(Excerpt to read)

· · ·

# pse supra max



## hoosierredneck (May 10, 2010)

looking at the new supra,and would like to hear some opinions from people who have shot this bow. thanks


----------



## redhookred1 (Dec 9, 2008)

Fantastic Bow!Supra was already a great bow and with the new flex cable slide the bow is even smoother! Got to Preview the bow and I love it!


----------



## hoosierredneck (May 10, 2010)

been looking at this bow for a 3-d rig,is it smooth thru the draw.


----------



## ba3darcher (Jan 13, 2005)

I shot the Supra last year all of 3d season. This is a great bow, holds and aims very well. If you are a shorter draw person, you will not have any problem getting speed with this bow. Would recommend this bow to anyone who is looking for a great 3d rig at a reasonable price.


----------



## hoosierredneck (May 10, 2010)

thanks, i seen a lot of them last year at 3-d shoots so they must have something going on. be looking for one to try out.


----------



## tmorelli (Jul 31, 2005)

I enjoy my 12' model and will be grabbing up a 13' soon. The Flex gaurd should be a very good addition to the this bow. The 12' is a natural born killer.


----------



## schmel_me (Dec 17, 2003)

Gonna shoot my vantage elite for spots/field and pick up one to try for 3d.

· · ·

(Data listing)
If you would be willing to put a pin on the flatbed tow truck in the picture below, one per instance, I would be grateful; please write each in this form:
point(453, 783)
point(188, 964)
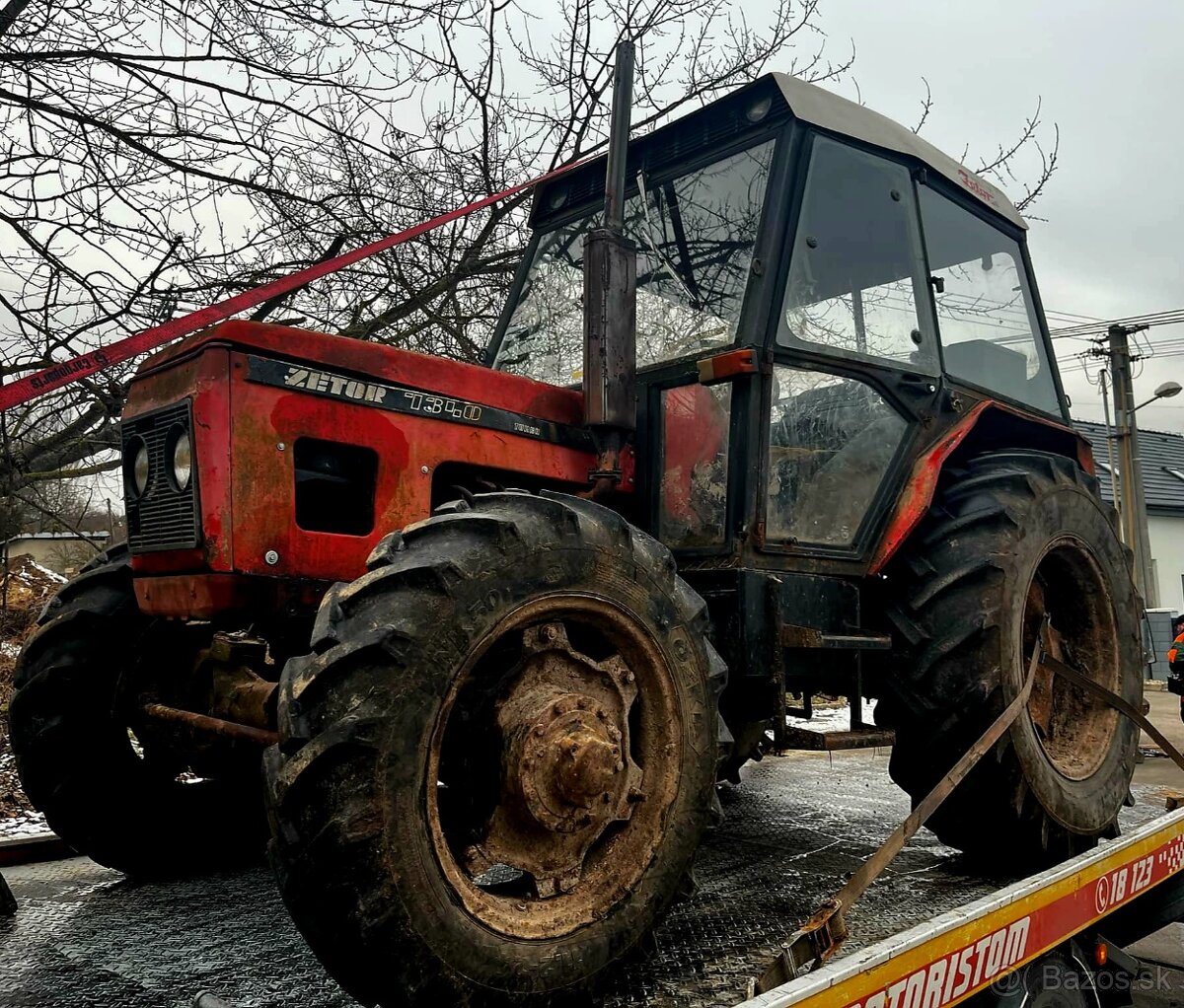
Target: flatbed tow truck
point(930, 931)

· · ·

(Short problem)
Transcribe the portion of the PSE Supra Max thread above, beginning with "# pse supra" and stopping after "(Dec 9, 2008)".

(Response for this exercise)
# pse supra max



## hoosierredneck (May 10, 2010)

looking at the new supra,and would like to hear some opinions from people who have shot this bow. thanks


----------



## redhookred1 (Dec 9, 2008)